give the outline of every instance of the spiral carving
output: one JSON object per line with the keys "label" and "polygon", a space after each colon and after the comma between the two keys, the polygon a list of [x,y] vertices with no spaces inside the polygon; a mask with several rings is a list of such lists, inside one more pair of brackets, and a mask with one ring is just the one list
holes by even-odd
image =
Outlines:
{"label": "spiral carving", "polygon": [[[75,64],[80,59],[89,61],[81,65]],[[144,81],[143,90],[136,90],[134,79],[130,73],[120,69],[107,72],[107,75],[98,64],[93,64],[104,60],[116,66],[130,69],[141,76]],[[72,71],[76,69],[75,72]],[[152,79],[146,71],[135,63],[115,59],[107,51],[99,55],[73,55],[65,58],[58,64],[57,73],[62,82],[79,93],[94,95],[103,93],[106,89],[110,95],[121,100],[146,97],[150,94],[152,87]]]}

# Problem requirements
Render every line of the items above as a JSON list of strings, one string per line, leaving out blank lines.

# Full response
[
  "give the outline of every instance of the spiral carving",
  "output: one JSON object per line with the keys \"label\" and \"polygon\", a space after each colon and after the comma between the two keys, the polygon a list of [x,y] vertices with no spaces inside the polygon; a mask with several rings is a list of such lists, inside one more pair of brackets, and a mask with one ring is just the one list",
  "holes by even-odd",
  "image =",
  "Outlines:",
  "{\"label\": \"spiral carving\", \"polygon\": [[[75,64],[80,59],[89,61],[81,65]],[[144,81],[143,90],[136,90],[134,79],[130,73],[120,69],[107,72],[107,75],[98,64],[93,64],[104,60],[116,66],[130,69],[141,76]],[[72,71],[76,69],[75,72]],[[152,79],[146,71],[135,63],[115,59],[107,51],[99,55],[73,55],[65,58],[58,64],[57,73],[62,82],[79,93],[94,95],[103,93],[106,89],[110,95],[121,100],[146,97],[150,94],[152,87]]]}"
]